[Segmentation mask data]
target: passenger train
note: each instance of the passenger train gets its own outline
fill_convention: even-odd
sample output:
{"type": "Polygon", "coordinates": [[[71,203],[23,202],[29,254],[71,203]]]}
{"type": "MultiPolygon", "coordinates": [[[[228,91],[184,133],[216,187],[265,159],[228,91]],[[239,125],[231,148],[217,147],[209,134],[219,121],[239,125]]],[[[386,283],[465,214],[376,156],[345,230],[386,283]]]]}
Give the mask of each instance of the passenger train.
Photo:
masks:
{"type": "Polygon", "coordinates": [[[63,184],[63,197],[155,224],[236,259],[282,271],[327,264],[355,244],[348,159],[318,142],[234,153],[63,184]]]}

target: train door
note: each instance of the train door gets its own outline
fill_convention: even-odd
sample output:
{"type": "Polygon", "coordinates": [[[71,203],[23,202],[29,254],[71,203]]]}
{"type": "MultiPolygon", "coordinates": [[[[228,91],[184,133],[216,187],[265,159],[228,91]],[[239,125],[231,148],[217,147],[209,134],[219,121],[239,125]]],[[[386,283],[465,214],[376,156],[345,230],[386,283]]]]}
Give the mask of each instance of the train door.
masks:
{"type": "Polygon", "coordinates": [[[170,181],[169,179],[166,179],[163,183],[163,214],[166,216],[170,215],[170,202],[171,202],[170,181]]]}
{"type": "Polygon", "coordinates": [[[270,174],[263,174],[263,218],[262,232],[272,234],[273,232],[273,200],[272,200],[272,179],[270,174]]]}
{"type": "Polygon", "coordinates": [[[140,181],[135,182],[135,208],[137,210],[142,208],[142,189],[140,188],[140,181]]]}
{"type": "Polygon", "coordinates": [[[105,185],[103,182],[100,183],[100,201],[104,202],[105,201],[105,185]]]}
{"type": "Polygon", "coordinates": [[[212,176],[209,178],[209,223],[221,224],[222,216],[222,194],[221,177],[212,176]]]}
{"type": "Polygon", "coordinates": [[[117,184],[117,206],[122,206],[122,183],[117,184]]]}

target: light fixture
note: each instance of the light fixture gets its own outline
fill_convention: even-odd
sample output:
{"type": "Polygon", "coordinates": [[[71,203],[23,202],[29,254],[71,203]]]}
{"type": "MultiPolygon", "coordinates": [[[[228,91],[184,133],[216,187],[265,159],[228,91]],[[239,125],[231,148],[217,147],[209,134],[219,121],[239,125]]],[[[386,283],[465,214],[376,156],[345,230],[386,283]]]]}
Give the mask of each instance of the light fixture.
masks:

▶ _Required action_:
The data above needs to be retyped in full, exactly as given.

▶ _Task response_:
target: passenger train
note: each instance of the passenger train gets its own outline
fill_convention: even-odd
sample output:
{"type": "Polygon", "coordinates": [[[71,203],[23,202],[29,254],[71,203]]]}
{"type": "MultiPolygon", "coordinates": [[[[228,91],[184,133],[216,187],[265,159],[228,91]],[[239,125],[231,148],[217,147],[209,134],[219,121],[239,125]]],[[[386,283],[465,214],[376,156],[345,230],[386,283]]]]}
Give the mask of each instance of the passenger train.
Photo:
masks:
{"type": "Polygon", "coordinates": [[[63,184],[63,197],[155,224],[236,259],[282,271],[327,264],[355,244],[348,159],[318,142],[234,153],[63,184]]]}

target: train door
note: each instance of the train door gets its own outline
fill_convention: even-odd
sample output:
{"type": "Polygon", "coordinates": [[[71,203],[23,202],[29,254],[71,203]]]}
{"type": "MultiPolygon", "coordinates": [[[[228,91],[184,133],[216,187],[265,159],[228,91]],[[239,125],[231,148],[217,147],[209,134],[219,121],[239,125]]],[[[386,283],[465,214],[376,156],[345,230],[386,283]]]]}
Give the mask of each instance of the train door.
masks:
{"type": "Polygon", "coordinates": [[[170,181],[169,179],[166,179],[163,183],[163,214],[166,216],[170,215],[170,202],[171,202],[170,181]]]}
{"type": "Polygon", "coordinates": [[[270,174],[263,174],[263,218],[262,232],[272,234],[273,232],[273,200],[272,200],[272,179],[270,174]]]}
{"type": "Polygon", "coordinates": [[[140,181],[135,182],[135,208],[137,210],[142,208],[142,189],[140,188],[140,181]]]}
{"type": "Polygon", "coordinates": [[[105,185],[103,182],[100,183],[100,201],[104,202],[105,201],[105,185]]]}
{"type": "Polygon", "coordinates": [[[212,176],[209,178],[209,223],[221,224],[222,216],[222,194],[221,177],[212,176]]]}
{"type": "Polygon", "coordinates": [[[117,184],[117,206],[122,206],[122,183],[117,184]]]}

target: light fixture
note: each instance of the light fixture gets its own outline
fill_convention: even-odd
sample output:
{"type": "Polygon", "coordinates": [[[71,203],[23,202],[29,254],[71,203]]]}
{"type": "MultiPolygon", "coordinates": [[[[228,91],[184,133],[216,187],[265,159],[228,91]],[[239,125],[231,148],[217,147],[209,134],[219,121],[239,125]]],[[[386,283],[465,214],[376,156],[345,230],[386,283]]]]}
Give the mask of each instance of the light fixture.
masks:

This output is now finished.